WHAT YOU NEED TO DO |
What should you transcribe? Every line from the top of the records below through the line with "of the snow-covered", exactly, and no pictures.

STORED DATA |
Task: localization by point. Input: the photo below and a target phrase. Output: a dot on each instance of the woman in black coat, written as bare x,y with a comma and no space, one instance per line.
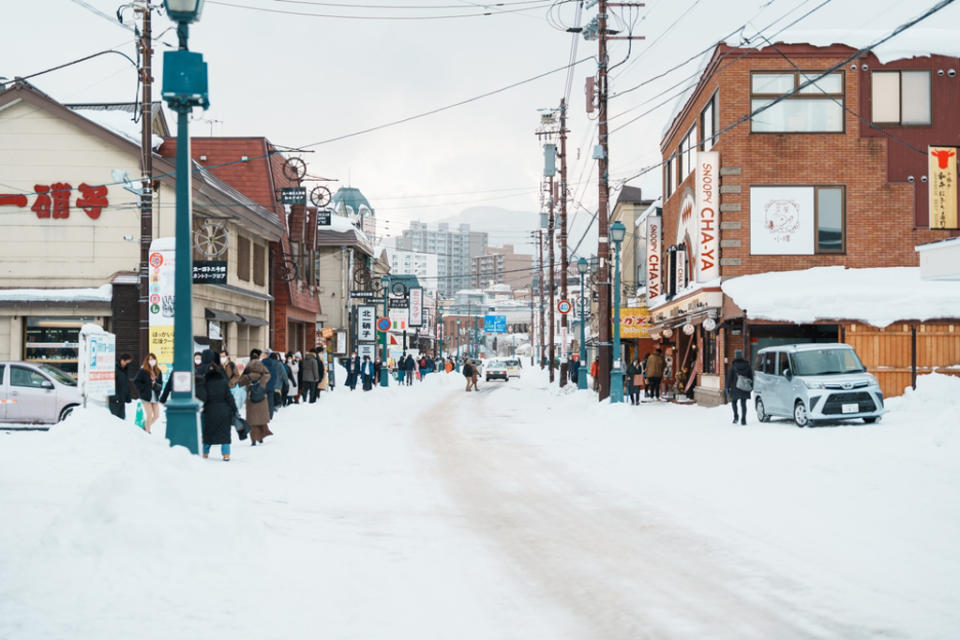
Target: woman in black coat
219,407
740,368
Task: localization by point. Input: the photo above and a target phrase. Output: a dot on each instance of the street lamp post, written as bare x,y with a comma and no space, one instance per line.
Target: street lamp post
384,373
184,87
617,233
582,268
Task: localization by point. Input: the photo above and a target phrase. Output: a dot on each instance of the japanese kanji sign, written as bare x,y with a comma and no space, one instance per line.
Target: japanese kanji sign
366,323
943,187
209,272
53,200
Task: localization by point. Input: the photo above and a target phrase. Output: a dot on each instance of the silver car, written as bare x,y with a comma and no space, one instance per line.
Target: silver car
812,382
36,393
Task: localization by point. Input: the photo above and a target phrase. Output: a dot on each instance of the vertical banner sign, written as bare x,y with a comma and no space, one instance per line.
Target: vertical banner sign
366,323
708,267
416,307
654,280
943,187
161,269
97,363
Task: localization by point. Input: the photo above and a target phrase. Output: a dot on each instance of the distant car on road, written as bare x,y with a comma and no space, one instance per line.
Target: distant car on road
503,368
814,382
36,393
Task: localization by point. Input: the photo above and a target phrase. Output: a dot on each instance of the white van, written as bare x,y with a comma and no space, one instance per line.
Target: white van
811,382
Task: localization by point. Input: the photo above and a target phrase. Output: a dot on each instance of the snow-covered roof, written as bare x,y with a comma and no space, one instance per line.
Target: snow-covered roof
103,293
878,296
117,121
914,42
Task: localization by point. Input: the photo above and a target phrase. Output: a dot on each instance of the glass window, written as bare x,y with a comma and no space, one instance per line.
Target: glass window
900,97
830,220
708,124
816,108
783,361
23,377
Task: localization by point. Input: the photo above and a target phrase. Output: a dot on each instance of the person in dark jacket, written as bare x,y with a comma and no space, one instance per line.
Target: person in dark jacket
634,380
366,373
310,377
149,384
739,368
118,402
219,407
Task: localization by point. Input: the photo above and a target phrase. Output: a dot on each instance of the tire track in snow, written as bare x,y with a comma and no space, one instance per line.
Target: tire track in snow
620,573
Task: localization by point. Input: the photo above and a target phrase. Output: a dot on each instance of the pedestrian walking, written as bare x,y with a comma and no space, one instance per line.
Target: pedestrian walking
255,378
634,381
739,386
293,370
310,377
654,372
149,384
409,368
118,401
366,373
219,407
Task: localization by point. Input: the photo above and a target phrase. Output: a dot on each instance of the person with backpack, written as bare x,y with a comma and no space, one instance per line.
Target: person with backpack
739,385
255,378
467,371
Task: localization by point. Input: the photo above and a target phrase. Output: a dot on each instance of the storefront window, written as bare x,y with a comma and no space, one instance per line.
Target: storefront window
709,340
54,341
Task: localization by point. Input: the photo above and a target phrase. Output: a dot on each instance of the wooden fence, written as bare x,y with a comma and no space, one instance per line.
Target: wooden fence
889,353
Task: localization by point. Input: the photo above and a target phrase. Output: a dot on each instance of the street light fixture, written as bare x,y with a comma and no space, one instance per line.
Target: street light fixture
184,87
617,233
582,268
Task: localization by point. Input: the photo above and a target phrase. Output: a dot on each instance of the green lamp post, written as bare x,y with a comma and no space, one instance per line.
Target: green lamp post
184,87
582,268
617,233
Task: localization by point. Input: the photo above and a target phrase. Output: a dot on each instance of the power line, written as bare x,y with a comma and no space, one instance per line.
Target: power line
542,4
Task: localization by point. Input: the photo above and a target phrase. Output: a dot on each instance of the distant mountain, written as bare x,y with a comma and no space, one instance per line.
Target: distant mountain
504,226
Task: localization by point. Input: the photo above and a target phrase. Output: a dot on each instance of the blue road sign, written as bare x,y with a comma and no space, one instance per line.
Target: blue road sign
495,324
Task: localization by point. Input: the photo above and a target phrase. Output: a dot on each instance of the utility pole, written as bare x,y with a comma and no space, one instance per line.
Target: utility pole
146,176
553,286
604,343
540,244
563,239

OUTPUT OF THE EXERCISE |
Task: localization by point. Input: the photo below and a target phrase. Output: a dot on each instance of the woman in black coat, written as bare x,y with a comma and no space, one instance per line.
Target: woman in black coat
219,407
740,368
Task: localization by point. Input: the photo above and a target phrase. Output: a dot on each instance of the street lamp post, written as bare x,y with a comma and no space, one instance per line.
Target: street lamp post
384,373
184,87
617,233
582,268
Task: localization by point. Input: the photo above and a target phrase. Output: a dot on each instance of the japanese kanji sign, written as bare x,y with a comma and no space, one instance per line.
Target: japanese kanji sign
366,323
943,187
209,272
53,200
Task: localization by point. Input: the photo above and a target phrase. Output: a dot on each instance of the silver car, written as bare x,y with a comma and no space, one instance per line.
Target: silver car
812,382
36,393
Task: localization by point. Input: the photo above and a target phrase. Output: a dot on each instance of the vertical banner sign, written as bare x,y with a comma and no space, one instance per line.
Target: vertical banner sign
366,323
708,267
416,307
654,280
943,187
161,269
97,363
Task: localization by point. Input: the photo above and a target phrase. Output: a dot on each instance of the distant car on road, written as bare x,y with a comma and no space, one instance per line.
Target: distant car on road
503,368
814,382
36,393
Task: localization by point. Input: the photo above and a target phrase. Output: a dot on each instance of the white van, written as bare x,y with a comma and no space, one instance per line.
Target: white van
811,382
Task: localization by point. Input: the photo above and a target phrase. Output: a dot on each instance of the snow-covered roof, written as bare x,y with a comma and no space, one instance per line.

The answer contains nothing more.